• What is needed: The response must match the data below exactly, line for line.
---- Records
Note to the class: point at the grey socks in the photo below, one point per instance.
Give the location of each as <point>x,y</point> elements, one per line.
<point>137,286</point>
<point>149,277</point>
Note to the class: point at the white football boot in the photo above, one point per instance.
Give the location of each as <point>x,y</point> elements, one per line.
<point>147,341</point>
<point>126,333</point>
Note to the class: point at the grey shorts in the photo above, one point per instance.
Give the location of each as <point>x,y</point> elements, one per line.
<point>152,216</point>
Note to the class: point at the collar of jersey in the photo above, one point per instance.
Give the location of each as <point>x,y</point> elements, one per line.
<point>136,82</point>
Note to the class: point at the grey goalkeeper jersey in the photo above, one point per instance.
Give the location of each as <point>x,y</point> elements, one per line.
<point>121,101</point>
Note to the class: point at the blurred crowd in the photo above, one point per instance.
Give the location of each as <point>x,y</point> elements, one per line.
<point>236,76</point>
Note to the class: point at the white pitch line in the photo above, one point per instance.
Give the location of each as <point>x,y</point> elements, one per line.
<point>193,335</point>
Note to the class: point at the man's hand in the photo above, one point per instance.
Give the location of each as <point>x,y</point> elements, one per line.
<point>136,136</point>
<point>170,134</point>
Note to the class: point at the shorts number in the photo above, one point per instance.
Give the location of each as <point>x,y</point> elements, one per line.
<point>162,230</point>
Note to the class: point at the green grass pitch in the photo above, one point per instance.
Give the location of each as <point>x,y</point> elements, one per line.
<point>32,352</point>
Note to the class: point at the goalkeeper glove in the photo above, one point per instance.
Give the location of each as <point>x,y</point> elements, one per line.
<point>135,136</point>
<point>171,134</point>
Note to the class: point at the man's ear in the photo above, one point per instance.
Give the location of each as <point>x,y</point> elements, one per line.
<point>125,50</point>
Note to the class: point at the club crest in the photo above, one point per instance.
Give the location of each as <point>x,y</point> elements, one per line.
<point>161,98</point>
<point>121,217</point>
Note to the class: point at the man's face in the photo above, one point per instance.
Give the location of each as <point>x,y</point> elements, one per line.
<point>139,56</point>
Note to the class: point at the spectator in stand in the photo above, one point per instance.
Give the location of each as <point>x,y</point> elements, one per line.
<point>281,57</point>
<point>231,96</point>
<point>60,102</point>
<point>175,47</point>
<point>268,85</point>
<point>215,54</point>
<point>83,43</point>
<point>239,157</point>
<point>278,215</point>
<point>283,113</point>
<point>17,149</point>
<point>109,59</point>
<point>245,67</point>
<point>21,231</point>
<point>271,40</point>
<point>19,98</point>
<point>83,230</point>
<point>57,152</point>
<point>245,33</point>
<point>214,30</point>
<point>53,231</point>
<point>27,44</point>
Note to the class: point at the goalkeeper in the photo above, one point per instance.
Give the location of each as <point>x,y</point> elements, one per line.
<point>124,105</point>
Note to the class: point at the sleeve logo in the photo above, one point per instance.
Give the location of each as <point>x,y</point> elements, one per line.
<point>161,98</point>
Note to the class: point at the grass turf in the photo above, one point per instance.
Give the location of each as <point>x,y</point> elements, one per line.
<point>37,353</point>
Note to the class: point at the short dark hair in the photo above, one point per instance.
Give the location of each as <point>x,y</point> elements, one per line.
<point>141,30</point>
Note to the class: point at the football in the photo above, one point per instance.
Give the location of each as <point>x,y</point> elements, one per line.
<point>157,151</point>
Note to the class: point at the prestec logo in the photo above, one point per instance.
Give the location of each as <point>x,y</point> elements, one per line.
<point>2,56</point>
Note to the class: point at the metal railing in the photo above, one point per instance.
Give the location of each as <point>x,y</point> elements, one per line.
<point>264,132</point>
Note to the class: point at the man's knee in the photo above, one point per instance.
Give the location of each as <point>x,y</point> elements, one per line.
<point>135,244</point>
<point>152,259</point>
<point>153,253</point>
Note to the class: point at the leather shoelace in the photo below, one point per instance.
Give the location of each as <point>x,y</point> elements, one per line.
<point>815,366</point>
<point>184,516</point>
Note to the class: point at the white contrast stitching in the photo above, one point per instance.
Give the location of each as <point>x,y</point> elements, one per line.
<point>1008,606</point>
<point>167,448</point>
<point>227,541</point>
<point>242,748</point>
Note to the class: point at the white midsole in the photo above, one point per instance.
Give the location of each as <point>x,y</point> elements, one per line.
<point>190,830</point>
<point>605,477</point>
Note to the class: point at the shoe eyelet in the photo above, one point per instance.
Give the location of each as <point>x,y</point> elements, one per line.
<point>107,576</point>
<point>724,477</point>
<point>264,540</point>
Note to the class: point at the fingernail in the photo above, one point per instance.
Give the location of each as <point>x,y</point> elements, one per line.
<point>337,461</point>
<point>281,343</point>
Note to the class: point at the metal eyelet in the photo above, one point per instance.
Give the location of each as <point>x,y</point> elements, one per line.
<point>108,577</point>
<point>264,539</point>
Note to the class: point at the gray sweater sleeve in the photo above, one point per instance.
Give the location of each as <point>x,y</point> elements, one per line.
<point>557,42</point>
--------
• Solution for this exercise:
Note to the class: point at the grey socks in the photo below, one point per instance.
Give the location of each as <point>x,y</point> elements, one per line.
<point>137,286</point>
<point>149,277</point>
Note to the class: point at the white football boot in the photo above, one point per instance.
Give the location of each as <point>x,y</point> elements, one per line.
<point>147,341</point>
<point>126,333</point>
Note to the class: point at the grey shorts in the photo above, one point per instance.
Give the location of each as <point>x,y</point> elements, one per line.
<point>152,216</point>
Note to the class: point at the collar of jersey in the photo above, one point per instance.
Give the location of each as <point>x,y</point> elements, one per line.
<point>136,82</point>
Note to the class: point at the grey goalkeeper jersey in the photo above, one point per instance.
Give the location of each as <point>x,y</point> elements, one per line.
<point>121,101</point>
Note to the class: point at the blurred crowd in the photo above, one point per instance.
Give the location of each as <point>x,y</point> elements, one per line.
<point>236,76</point>
Note to the class: point at the white pitch line in the photo above, one point per instance.
Give the location of each as <point>x,y</point> elements, one per line.
<point>193,335</point>
Note to the class: point at the man's hand in the photo above, one point per instance.
Give the location of each as <point>x,y</point> elements, one per line.
<point>136,136</point>
<point>170,134</point>
Note to the class: point at the shorts number in the photo above, one point per instance.
Give the location of each as <point>x,y</point> elements, one per line.
<point>162,230</point>
Note to the class: point at the green grass pitch in the photo above, one point per instance.
Give the location of each as <point>x,y</point> elements, one per line.
<point>32,352</point>
Note to the class: point at the goalkeeper glove in the photo above, one point per instance.
Give the location of each as <point>x,y</point> elements, one per line.
<point>135,136</point>
<point>171,134</point>
Note to the class: point at the man's ear in the photo above, one point per instance.
Give the location of each as <point>x,y</point> elements, one per line.
<point>125,50</point>
Note to the class: point at the club crest in the photo above, one point per instance.
Give the location of each as <point>x,y</point> elements, one per line.
<point>161,98</point>
<point>121,217</point>
Note to the class: point at the man's face in the photo above, one point per instance.
Give the location of each as <point>x,y</point> elements, one per line.
<point>139,56</point>
Note to the class: point at the spectator in stand in the photo above, one point per instance.
Give the location of each as <point>x,y</point> elements, one per line.
<point>281,57</point>
<point>231,96</point>
<point>60,102</point>
<point>175,47</point>
<point>268,85</point>
<point>215,54</point>
<point>83,43</point>
<point>239,157</point>
<point>278,215</point>
<point>283,113</point>
<point>17,149</point>
<point>109,59</point>
<point>245,67</point>
<point>21,231</point>
<point>271,40</point>
<point>19,98</point>
<point>83,230</point>
<point>57,152</point>
<point>245,33</point>
<point>214,30</point>
<point>53,231</point>
<point>27,44</point>
Note to the class: point at the goalkeeper in the photo above, one point per instance.
Give the location of each as <point>x,y</point> elements, one per line.
<point>124,105</point>
Note to the class: point at the sleeve logo in the photo above, one point per instance.
Give the location of each as <point>x,y</point> elements, one per line.
<point>161,98</point>
Note to the class: point at the grass turf in the photo above, one point per instance.
Give the location of each as <point>x,y</point> elements, one per line.
<point>37,353</point>
Note to the class: point at the short dark hair in the photo above, one point per instance.
Give the location of each as <point>x,y</point> elements, one per line.
<point>141,30</point>
Note to the class: point at the football in the photo above, one point per instance.
Give the location of each as <point>x,y</point> elements, one per line.
<point>157,151</point>
Note to the class: point at the prestec logo in the photo above, one point per instance.
Give the location of each as <point>x,y</point> elements, one per line.
<point>2,56</point>
Note to the class: point at the metal railing in the photo above, one point per instance.
Give the location of each as <point>x,y</point> elements, one per line.
<point>264,132</point>
Note to the class: point at the man's knee in the photo above, one point per instance.
Give the location of each as <point>x,y</point> elements, one per line.
<point>135,244</point>
<point>152,259</point>
<point>153,253</point>
Note to the class: point at the leather shoelace in the photo below, one point per instance.
Give the location of each as <point>x,y</point> elements, one per line.
<point>815,366</point>
<point>184,516</point>
Note to the class: point at the white contrast stitching in the photo above, one point per instance.
Give the location of each as <point>x,y</point> elements, one per line.
<point>1008,606</point>
<point>167,448</point>
<point>227,541</point>
<point>242,748</point>
Note to the class: point at the white midsole in the photo above, one point per instance.
Give the location of each as <point>x,y</point> elements, one per line.
<point>190,830</point>
<point>605,477</point>
Note to the class: point at the shoe eyelet in the photo above, one point per instance.
Give the location of each as <point>x,y</point> elements, one per line.
<point>107,576</point>
<point>724,477</point>
<point>264,540</point>
Note to the class: point at the fingernail in the photo above, one point per instance.
Give the location of each as <point>x,y</point> elements, one per line.
<point>337,461</point>
<point>281,343</point>
Note to the class: point at the metal eyelet in the photo above, one point per instance.
Give the location of each as <point>x,y</point> elements, one per line.
<point>108,577</point>
<point>264,539</point>
Note to the class: point at the gray sweater sleeve in the photo above, one point per instance.
Give the location of each as <point>x,y</point> elements, one per line.
<point>557,42</point>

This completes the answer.